PROBLEM REQUIREMENTS —
Update the items below by replacing every occurrence of "Sample answer" with "Reference answer". Leave all other text unchanged.

--- start of EXTRACTED ENTRIES ---

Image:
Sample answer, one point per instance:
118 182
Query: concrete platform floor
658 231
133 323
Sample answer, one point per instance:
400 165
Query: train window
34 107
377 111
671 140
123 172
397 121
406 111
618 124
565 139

--- end of EXTRACTED ENTRIES ---

RESPONSE —
Image:
Reference answer, one point per instance:
118 182
Query: concrete platform floor
658 231
133 323
Reference answer, one point per instance:
400 165
Query: train window
34 107
377 111
671 140
123 172
397 121
406 111
618 124
565 139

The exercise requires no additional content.